Task details:
Nothing may be dropped or altered: reproduce all the data.
[START Data lines]
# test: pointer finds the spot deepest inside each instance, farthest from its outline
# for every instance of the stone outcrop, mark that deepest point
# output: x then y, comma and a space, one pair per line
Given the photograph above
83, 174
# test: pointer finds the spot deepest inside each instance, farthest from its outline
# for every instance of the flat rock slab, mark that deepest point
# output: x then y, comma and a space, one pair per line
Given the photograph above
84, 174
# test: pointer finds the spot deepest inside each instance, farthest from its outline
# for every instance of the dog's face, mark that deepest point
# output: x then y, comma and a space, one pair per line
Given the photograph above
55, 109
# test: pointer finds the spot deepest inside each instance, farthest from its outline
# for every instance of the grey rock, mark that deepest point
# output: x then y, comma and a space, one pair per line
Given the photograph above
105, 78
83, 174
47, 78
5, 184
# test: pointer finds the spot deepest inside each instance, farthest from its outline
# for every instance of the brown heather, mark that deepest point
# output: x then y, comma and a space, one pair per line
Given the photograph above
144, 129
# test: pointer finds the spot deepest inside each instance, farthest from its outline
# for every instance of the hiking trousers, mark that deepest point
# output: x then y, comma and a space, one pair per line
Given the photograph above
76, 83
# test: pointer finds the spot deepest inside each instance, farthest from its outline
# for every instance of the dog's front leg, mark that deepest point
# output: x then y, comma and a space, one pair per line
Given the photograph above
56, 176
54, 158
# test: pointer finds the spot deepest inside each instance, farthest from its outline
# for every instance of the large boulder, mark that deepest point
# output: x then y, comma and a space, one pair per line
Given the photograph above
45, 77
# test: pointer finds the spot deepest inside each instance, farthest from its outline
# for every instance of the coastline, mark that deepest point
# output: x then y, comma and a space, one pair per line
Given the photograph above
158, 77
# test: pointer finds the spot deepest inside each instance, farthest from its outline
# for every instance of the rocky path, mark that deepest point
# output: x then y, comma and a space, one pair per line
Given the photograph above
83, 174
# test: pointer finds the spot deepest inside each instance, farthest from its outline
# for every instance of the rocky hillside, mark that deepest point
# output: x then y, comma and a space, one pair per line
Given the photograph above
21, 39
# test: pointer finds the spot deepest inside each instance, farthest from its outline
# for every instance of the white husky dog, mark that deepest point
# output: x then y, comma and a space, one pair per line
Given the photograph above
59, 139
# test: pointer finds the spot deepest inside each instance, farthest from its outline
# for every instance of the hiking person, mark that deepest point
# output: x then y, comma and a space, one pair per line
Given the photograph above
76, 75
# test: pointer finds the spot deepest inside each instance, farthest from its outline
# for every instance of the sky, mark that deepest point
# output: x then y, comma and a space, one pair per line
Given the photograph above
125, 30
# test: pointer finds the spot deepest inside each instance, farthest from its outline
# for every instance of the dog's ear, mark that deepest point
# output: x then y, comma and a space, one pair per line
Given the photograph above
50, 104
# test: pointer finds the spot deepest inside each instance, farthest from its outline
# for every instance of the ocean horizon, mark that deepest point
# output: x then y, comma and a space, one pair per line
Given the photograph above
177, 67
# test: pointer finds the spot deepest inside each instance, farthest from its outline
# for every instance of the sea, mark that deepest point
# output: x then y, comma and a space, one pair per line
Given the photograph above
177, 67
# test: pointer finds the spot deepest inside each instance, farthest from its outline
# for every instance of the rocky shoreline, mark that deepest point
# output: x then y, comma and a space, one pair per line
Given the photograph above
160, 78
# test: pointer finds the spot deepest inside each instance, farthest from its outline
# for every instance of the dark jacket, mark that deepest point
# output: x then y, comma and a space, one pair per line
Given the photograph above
[END Data lines]
Answer to the exercise:
# test: pointer finds the spot deepest inside each instance, farthest from its outline
# for every instance of the stone outcrop, mark that deepest point
# output: x then y, comma and a space, one pair per line
Given the photograph above
83, 174
# test: pointer finds the spot deepest inside each instance, farthest from its outline
# for every instance of the flat rock slab, mark that deepest point
# output: x then y, comma and a space, one pair per line
Given the photograph above
84, 174
# test: pointer finds the spot deepest inside each instance, farthest from its outline
# for every instance of the dog's face, mark that deepest point
# output: x then y, comma and a space, one pair per line
Given the photograph above
55, 109
# test: pointer finds the spot deepest inside each instance, farthest from its outline
# for every instance of the grey rock, mark that deepest point
# output: x then y, comma and a space, one pair per line
Given the photograph above
105, 78
83, 174
47, 78
5, 184
# test: pointer finds the spot deepest inside each instance, farthest from its outline
# for every instance of the brown heather, mark that deepest point
# output: x then y, comma and a space, one pair per line
Given the photograph above
144, 129
# test: pointer finds the spot deepest inside each instance, farthest from its outline
# for every instance of the hiking trousers, mark that deepest point
# output: x then y, comma and a space, one pair per line
Given the photograph above
76, 83
# test: pointer finds the spot deepest inside each instance, farthest from its outline
# for every instance of the dog's front leg, mark that deepest point
# output: x then y, comma and a space, one pair per line
Given the photograph above
56, 176
54, 158
# test: pointer finds the spot deepest inside each instance, farthest from its outline
# for every instance of the large boulder, mark that deepest point
# output: x then y, comma and a space, one pair per line
Given the photograph above
45, 77
# test: pointer finds the spot deepest inside each instance, farthest from its outline
# for every instance of the coastline, mark that deepest point
# output: x then y, comma and a space, one pair per line
Given the photograph above
158, 77
# test: pointer finds the spot deepest inside each instance, farthest from its outline
# for every instance of the rocky path, mark that deepest point
# output: x then y, comma and a space, one pair per line
Given the photograph above
83, 174
# test: pointer finds the spot deepest inside each instance, farthest from its outline
# for every instance of the rocky hillside, mark that deepest point
# output: x then y, comma and a space, one pair per line
Given the photograph above
21, 39
# test: pointer finds the spot deepest inside each instance, farthest from its outline
# for every instance of the white husky dog, mark that deepest point
# output: x then y, comma and a space, one pair per line
Given the photograph above
59, 139
# test: pointer finds the spot deepest inside each instance, farthest from its outline
# for every instance of the hiking person, mark that deepest point
# output: x then y, comma and a space, one pair per line
Given the photograph above
76, 75
# test: pointer finds the spot deepest inside each instance, farthest from its outline
# for every instance of the sky, mark that deepest point
# output: x then y, comma and a space, one pair per line
Given the photograph above
125, 30
# test: pointer finds the spot deepest inside each instance, farthest from its outline
# for every instance of the dog's ear, mark that deepest point
# output: x then y, comma and a space, one pair per line
Given the photograph above
50, 104
# test: pointer finds the spot deepest inside each instance, farthest from its outline
# for every instance of the ocean horizon, mark that deepest point
# output: x then y, comma and a space, one pair per line
Given the photograph above
177, 67
# test: pointer finds the spot deepest inside each instance, farthest from its outline
# for every instance of the sea, mark that deepest point
# output: x then y, comma and a space, one pair per line
Given the photograph above
177, 67
# test: pointer finds the spot deepest inside each instance, farthest from its outline
# for every instance of the rocky shoreline, mark that deepest point
# output: x then y, comma and a space, one pair per line
Given the photograph above
160, 78
# test: pointer finds the spot deepest inside each instance, farthest from its outline
# for every instance of the dark jacket, mark that deepest point
# output: x then y, comma and a space, one pair per line
Given the photograph above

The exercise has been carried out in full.